TASK DETAILS = What you return must match the records word for word, except that pictures are dropped.
RECORDED DATA Start Marker
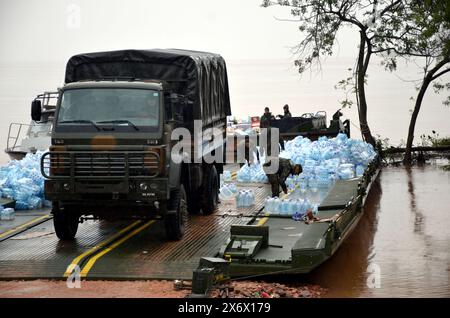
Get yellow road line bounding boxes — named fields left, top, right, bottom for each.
left=63, top=220, right=142, bottom=277
left=80, top=220, right=155, bottom=277
left=256, top=215, right=269, bottom=226
left=0, top=214, right=51, bottom=239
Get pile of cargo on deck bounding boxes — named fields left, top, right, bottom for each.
left=237, top=163, right=268, bottom=183
left=230, top=133, right=377, bottom=188
left=0, top=151, right=50, bottom=210
left=280, top=133, right=377, bottom=188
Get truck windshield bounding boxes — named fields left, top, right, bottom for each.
left=57, top=88, right=160, bottom=132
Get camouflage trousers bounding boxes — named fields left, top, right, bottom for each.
left=263, top=158, right=292, bottom=197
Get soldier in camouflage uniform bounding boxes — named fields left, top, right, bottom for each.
left=263, top=157, right=302, bottom=197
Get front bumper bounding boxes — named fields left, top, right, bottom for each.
left=44, top=178, right=169, bottom=204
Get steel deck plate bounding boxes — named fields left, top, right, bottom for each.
left=320, top=178, right=361, bottom=208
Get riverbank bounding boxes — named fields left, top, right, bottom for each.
left=0, top=280, right=326, bottom=298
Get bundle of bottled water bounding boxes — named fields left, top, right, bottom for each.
left=0, top=206, right=15, bottom=221
left=280, top=134, right=376, bottom=187
left=218, top=183, right=239, bottom=201
left=237, top=163, right=268, bottom=183
left=222, top=170, right=233, bottom=182
left=236, top=189, right=255, bottom=208
left=264, top=196, right=318, bottom=216
left=0, top=151, right=51, bottom=210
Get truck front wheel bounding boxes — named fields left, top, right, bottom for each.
left=165, top=185, right=188, bottom=241
left=53, top=202, right=79, bottom=240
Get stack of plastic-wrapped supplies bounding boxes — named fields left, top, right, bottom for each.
left=0, top=151, right=51, bottom=211
left=234, top=133, right=376, bottom=188
left=279, top=133, right=377, bottom=189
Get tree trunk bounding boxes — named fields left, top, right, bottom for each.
left=403, top=58, right=449, bottom=165
left=404, top=78, right=432, bottom=165
left=356, top=32, right=376, bottom=147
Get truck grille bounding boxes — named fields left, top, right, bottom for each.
left=41, top=151, right=161, bottom=179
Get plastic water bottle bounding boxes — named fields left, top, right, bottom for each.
left=236, top=191, right=241, bottom=207
left=242, top=190, right=249, bottom=207
left=15, top=201, right=29, bottom=210
left=249, top=190, right=255, bottom=206
left=288, top=200, right=296, bottom=215
left=220, top=174, right=224, bottom=187
left=265, top=197, right=272, bottom=213
left=223, top=170, right=232, bottom=182
left=282, top=199, right=290, bottom=215
left=1, top=208, right=15, bottom=221
left=229, top=183, right=238, bottom=195
left=219, top=184, right=233, bottom=201
left=310, top=178, right=318, bottom=193
left=356, top=165, right=365, bottom=177
left=273, top=197, right=281, bottom=214
left=312, top=204, right=319, bottom=215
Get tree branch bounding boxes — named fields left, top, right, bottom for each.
left=431, top=67, right=450, bottom=81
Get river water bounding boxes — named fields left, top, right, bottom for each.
left=1, top=58, right=450, bottom=165
left=307, top=160, right=450, bottom=297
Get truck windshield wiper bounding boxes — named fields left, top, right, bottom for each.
left=96, top=120, right=140, bottom=131
left=59, top=120, right=101, bottom=131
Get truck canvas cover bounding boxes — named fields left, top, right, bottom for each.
left=64, top=49, right=231, bottom=127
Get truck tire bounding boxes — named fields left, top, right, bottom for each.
left=165, top=185, right=188, bottom=241
left=201, top=165, right=219, bottom=215
left=53, top=202, right=79, bottom=240
left=185, top=182, right=201, bottom=215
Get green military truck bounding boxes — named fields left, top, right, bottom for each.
left=35, top=49, right=231, bottom=241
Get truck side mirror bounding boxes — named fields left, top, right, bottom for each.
left=31, top=99, right=42, bottom=121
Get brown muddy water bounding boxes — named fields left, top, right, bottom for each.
left=304, top=160, right=450, bottom=297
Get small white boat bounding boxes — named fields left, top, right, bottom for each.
left=5, top=92, right=57, bottom=160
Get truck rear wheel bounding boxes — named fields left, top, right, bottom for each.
left=201, top=165, right=219, bottom=215
left=53, top=203, right=79, bottom=240
left=165, top=185, right=188, bottom=241
left=185, top=183, right=201, bottom=215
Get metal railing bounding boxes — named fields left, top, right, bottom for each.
left=6, top=122, right=30, bottom=152
left=41, top=151, right=161, bottom=179
left=37, top=91, right=58, bottom=111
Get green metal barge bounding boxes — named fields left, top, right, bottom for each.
left=192, top=157, right=381, bottom=293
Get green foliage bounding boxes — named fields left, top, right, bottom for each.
left=261, top=1, right=408, bottom=74
left=432, top=81, right=450, bottom=106
left=375, top=134, right=398, bottom=162
left=334, top=68, right=356, bottom=108
left=418, top=131, right=450, bottom=147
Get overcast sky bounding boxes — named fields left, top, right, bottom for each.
left=0, top=0, right=359, bottom=64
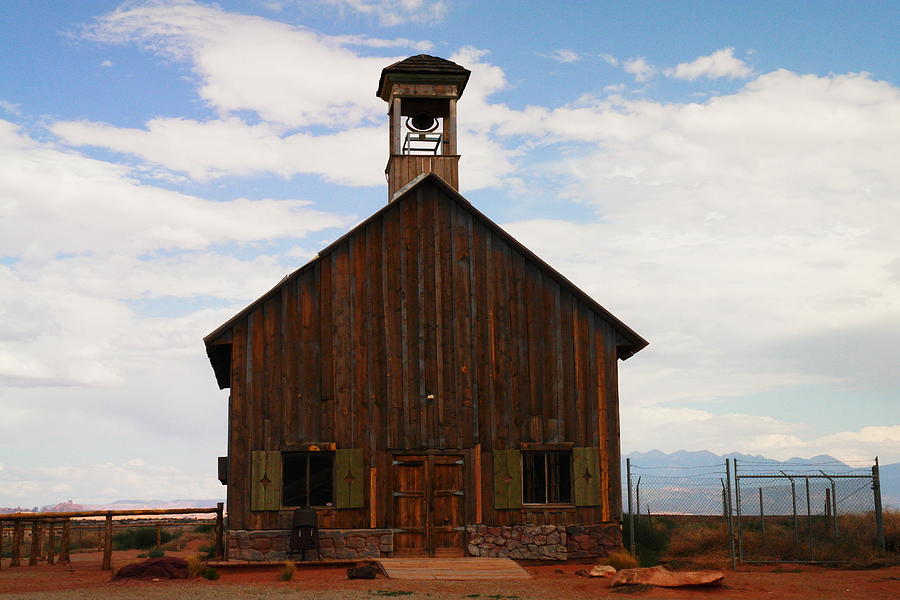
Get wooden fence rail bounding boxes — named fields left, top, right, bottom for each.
left=0, top=504, right=224, bottom=571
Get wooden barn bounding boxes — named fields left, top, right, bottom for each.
left=204, top=55, right=648, bottom=561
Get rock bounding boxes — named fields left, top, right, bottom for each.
left=347, top=564, right=378, bottom=579
left=467, top=544, right=480, bottom=556
left=612, top=566, right=724, bottom=588
left=115, top=557, right=189, bottom=580
left=589, top=565, right=616, bottom=578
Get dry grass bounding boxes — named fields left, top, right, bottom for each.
left=279, top=560, right=296, bottom=581
left=604, top=549, right=639, bottom=570
left=186, top=555, right=204, bottom=578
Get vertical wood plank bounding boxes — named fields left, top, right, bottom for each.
left=319, top=255, right=335, bottom=443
RECORDED DATA End Marker
COMPLETED EXERCISE =
Get yellow road line bounding boxes — named fields left, top, right, bottom for each.
left=63, top=220, right=142, bottom=277
left=80, top=220, right=155, bottom=277
left=256, top=215, right=269, bottom=226
left=0, top=214, right=51, bottom=239
Get pile of cargo on deck bounding boxes — named fields left, top, right, bottom for each.
left=237, top=163, right=268, bottom=183
left=230, top=133, right=377, bottom=188
left=0, top=151, right=50, bottom=210
left=280, top=133, right=377, bottom=188
Get truck windshield bounding boxes — named fields left, top, right, bottom for each.
left=57, top=88, right=160, bottom=132
Get camouflage trousers bounding boxes — named fields left, top, right, bottom for each.
left=263, top=158, right=292, bottom=197
Get soldier in camouflage uniform bounding boxes — named fields left, top, right, bottom for each.
left=263, top=157, right=302, bottom=197
Get front bumper bounding boxes — named fields left, top, right, bottom for each.
left=44, top=178, right=169, bottom=204
Get steel deck plate bounding boxes — named fields left, top, right, bottom for each.
left=320, top=178, right=361, bottom=208
Get riverbank bounding boxes — named fields left, top, right, bottom for each.
left=0, top=280, right=326, bottom=298
Get bundle of bottled water bounding boxes — named fields left, top, right, bottom for each.
left=0, top=206, right=15, bottom=221
left=280, top=134, right=376, bottom=187
left=218, top=183, right=239, bottom=201
left=237, top=163, right=268, bottom=183
left=222, top=170, right=233, bottom=182
left=236, top=189, right=255, bottom=208
left=264, top=196, right=318, bottom=216
left=0, top=151, right=51, bottom=210
Get truck front wheel bounding boxes — named fields left, top, right, bottom for each.
left=165, top=185, right=188, bottom=241
left=53, top=202, right=79, bottom=240
Get stack of plastic-wrapped supplies bounding boxes — named fields left, top, right, bottom for each.
left=0, top=151, right=51, bottom=211
left=234, top=133, right=376, bottom=188
left=279, top=133, right=377, bottom=189
Get tree trunk bounding boxes — named fields left, top, right, bottom for each.
left=403, top=58, right=449, bottom=165
left=404, top=78, right=432, bottom=165
left=356, top=32, right=376, bottom=147
Get truck grille bounding boxes — named fields left, top, right, bottom for each.
left=41, top=151, right=161, bottom=179
Get plastic water bottle bounding boxes — named fields left, top, right, bottom for each.
left=236, top=191, right=241, bottom=207
left=242, top=190, right=249, bottom=207
left=15, top=201, right=29, bottom=210
left=249, top=190, right=255, bottom=206
left=288, top=200, right=296, bottom=215
left=220, top=174, right=224, bottom=187
left=265, top=197, right=272, bottom=213
left=223, top=170, right=232, bottom=182
left=282, top=199, right=290, bottom=215
left=1, top=208, right=15, bottom=221
left=229, top=183, right=238, bottom=195
left=219, top=184, right=233, bottom=201
left=310, top=178, right=318, bottom=193
left=356, top=165, right=365, bottom=177
left=273, top=197, right=281, bottom=214
left=312, top=204, right=319, bottom=215
Get tree branch bounding boxes — named fields left, top, right, bottom for each.
left=431, top=67, right=450, bottom=81
Get river water bounding boxes — named fields left, top, right, bottom for each.
left=1, top=58, right=450, bottom=165
left=307, top=160, right=450, bottom=297
Get truck windshield wiper bounding boxes — named fields left, top, right, bottom for each.
left=96, top=120, right=140, bottom=131
left=59, top=120, right=101, bottom=131
Get truck canvas cover bounding boxes — named fields left, top, right, bottom for each.
left=64, top=49, right=231, bottom=127
Get truck tire bounding boxes — named fields left, top, right, bottom for each.
left=165, top=185, right=188, bottom=241
left=201, top=165, right=219, bottom=215
left=53, top=202, right=79, bottom=240
left=185, top=182, right=201, bottom=215
Get green military truck bounding boxes — named fields left, top, right, bottom for each.
left=35, top=49, right=231, bottom=241
Get truck side mirror bounding boxes — named fields left, top, right, bottom for each.
left=31, top=99, right=42, bottom=121
Get brown muddy water bounding boxes — named fields left, top, right, bottom for each.
left=304, top=160, right=450, bottom=297
Get small white boat bounding boxes — named fields left, top, right, bottom for each.
left=5, top=92, right=57, bottom=160
Get truck rear wheel bounding boxes — named fields left, top, right, bottom for each.
left=201, top=165, right=219, bottom=215
left=53, top=203, right=79, bottom=240
left=165, top=185, right=188, bottom=241
left=185, top=183, right=201, bottom=215
Get metal railing bounding boxes — named fields left, top, right, bottom for each.
left=6, top=122, right=30, bottom=152
left=41, top=151, right=161, bottom=179
left=37, top=91, right=58, bottom=111
Get green metal barge bounding boxes — named fields left, top, right, bottom for each.
left=192, top=157, right=381, bottom=293
Get green foliage bounding boxes — named fields left, top, right, bottom for each.
left=261, top=1, right=408, bottom=74
left=432, top=81, right=450, bottom=106
left=375, top=134, right=398, bottom=162
left=334, top=68, right=356, bottom=108
left=418, top=131, right=450, bottom=147
Get overcast sky bounding boxes — named fields left, top, right, bottom for each.
left=0, top=0, right=359, bottom=64
Get wooden fence rail bounding boxes — named fields left, top, right, bottom for each.
left=0, top=504, right=224, bottom=571
Get wooden barn bounding boxes — named fields left, top, right, bottom for each.
left=204, top=55, right=648, bottom=561
Get rock bounding boxes — named fields left, top, right, bottom for each.
left=347, top=564, right=378, bottom=579
left=467, top=544, right=480, bottom=556
left=612, top=566, right=724, bottom=588
left=115, top=557, right=189, bottom=580
left=589, top=565, right=616, bottom=578
Get dry grass bounding boxes — named fields left, top, right, bottom for each.
left=279, top=560, right=296, bottom=581
left=604, top=549, right=639, bottom=570
left=186, top=555, right=204, bottom=578
Get vertical wood plank bounding boxes — named fields left, top, right, bottom for each.
left=319, top=255, right=335, bottom=443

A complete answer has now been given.